(WHAT YOU ARE ASKED TO DO) Hunt for the word "outline" across the entries below, copying each line that holds it.

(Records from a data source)

BEGIN

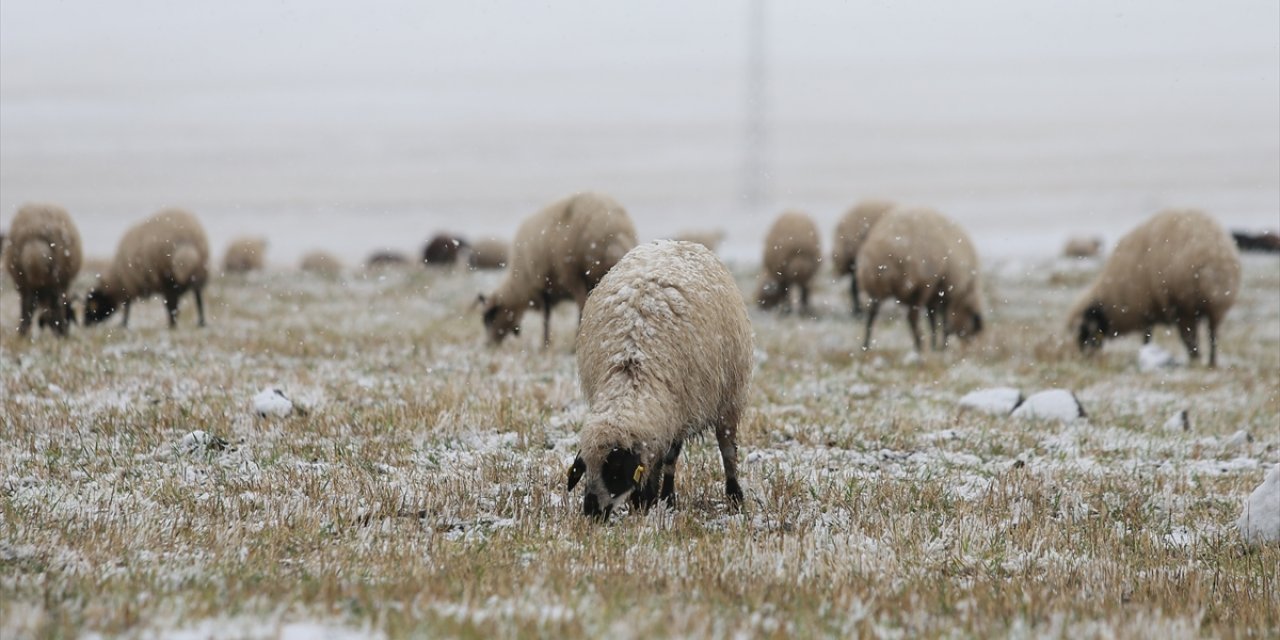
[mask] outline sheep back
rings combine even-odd
[[[226,273],[261,271],[266,266],[266,255],[266,238],[236,238],[227,245],[227,253],[222,258],[222,270]]]
[[[899,207],[872,227],[858,254],[858,286],[877,300],[925,306],[945,293],[981,313],[978,254],[964,229],[923,207]]]
[[[20,292],[63,295],[80,273],[80,231],[66,209],[26,204],[9,226],[5,266]]]
[[[778,216],[765,236],[757,301],[768,308],[785,300],[792,286],[806,290],[820,262],[822,246],[813,218],[800,211]]]

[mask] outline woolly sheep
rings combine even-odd
[[[1240,290],[1240,254],[1213,218],[1196,209],[1162,211],[1120,239],[1068,316],[1081,351],[1132,331],[1151,341],[1174,324],[1192,360],[1200,320],[1209,324],[1209,366],[1218,363],[1218,326]]]
[[[328,251],[309,251],[302,256],[299,266],[303,271],[335,276],[342,271],[342,260]]]
[[[724,229],[687,229],[675,235],[676,240],[694,242],[712,251],[720,248],[724,238]]]
[[[863,349],[871,348],[871,327],[880,303],[896,298],[907,306],[907,323],[916,351],[920,309],[929,321],[929,345],[941,348],[947,336],[961,338],[982,331],[982,286],[973,241],[951,220],[932,209],[890,210],[867,234],[858,252],[858,286],[867,295],[867,327]]]
[[[236,238],[227,245],[227,253],[222,258],[222,271],[225,273],[261,271],[265,265],[266,255],[266,238]]]
[[[549,346],[551,308],[571,299],[581,319],[587,294],[635,244],[626,209],[603,194],[575,194],[530,216],[516,231],[506,278],[480,297],[490,342],[519,335],[524,312],[542,309],[542,342]]]
[[[467,241],[458,236],[438,233],[422,248],[422,261],[431,266],[452,265],[468,246]]]
[[[836,223],[835,246],[831,249],[831,267],[836,279],[849,276],[849,296],[853,299],[853,315],[862,313],[858,300],[858,250],[866,242],[867,234],[884,214],[893,208],[888,200],[863,200],[845,212]]]
[[[369,257],[364,261],[364,266],[368,269],[403,267],[407,264],[409,264],[409,256],[395,249],[378,249],[369,254]]]
[[[1064,258],[1094,258],[1102,252],[1102,238],[1098,236],[1071,236],[1062,247]]]
[[[791,309],[791,289],[800,290],[800,308],[809,311],[809,281],[822,262],[818,226],[807,214],[787,211],[774,221],[764,241],[764,261],[756,302],[763,309]]]
[[[505,269],[510,250],[507,243],[493,238],[479,240],[467,252],[467,266],[478,269]]]
[[[725,493],[742,501],[738,422],[753,340],[733,276],[706,247],[657,240],[632,249],[587,300],[578,370],[590,405],[569,469],[585,515],[624,501],[675,503],[684,442],[714,428]]]
[[[21,299],[18,333],[31,331],[36,307],[43,308],[41,326],[59,336],[75,322],[67,289],[83,260],[80,231],[66,209],[52,204],[27,204],[18,209],[9,226],[10,246],[5,266]]]
[[[111,268],[85,299],[84,323],[102,322],[123,304],[121,326],[127,327],[133,301],[159,293],[172,329],[178,326],[178,299],[191,291],[203,327],[208,279],[209,241],[200,221],[182,209],[165,209],[125,232]]]

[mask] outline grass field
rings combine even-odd
[[[843,285],[817,319],[753,310],[741,512],[708,438],[678,510],[604,526],[564,492],[575,312],[550,351],[535,316],[488,348],[499,274],[223,278],[204,330],[152,301],[66,341],[17,339],[6,281],[0,636],[1280,634],[1280,548],[1234,526],[1280,461],[1276,261],[1246,260],[1219,369],[1155,373],[1136,337],[1062,342],[1096,265],[988,266],[988,333],[920,359],[893,313],[862,353]],[[958,409],[991,386],[1088,418]],[[305,415],[254,415],[267,387]]]

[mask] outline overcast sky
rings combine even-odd
[[[3,89],[736,64],[746,2],[5,0]],[[1280,59],[1280,2],[772,2],[775,64]]]

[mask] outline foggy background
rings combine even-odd
[[[798,207],[824,251],[868,196],[984,252],[1056,252],[1164,206],[1280,226],[1280,3],[770,2],[748,201],[750,4],[0,3],[0,219],[66,206],[109,256],[162,206],[268,260],[438,230],[509,238],[582,189],[642,239],[758,260]]]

END

(RESULT OF THIS EXERCISE)
[mask] outline sheep back
[mask] outline woolly sheep
[mask] outline grass field
[mask] outline overcast sky
[mask] outline foggy background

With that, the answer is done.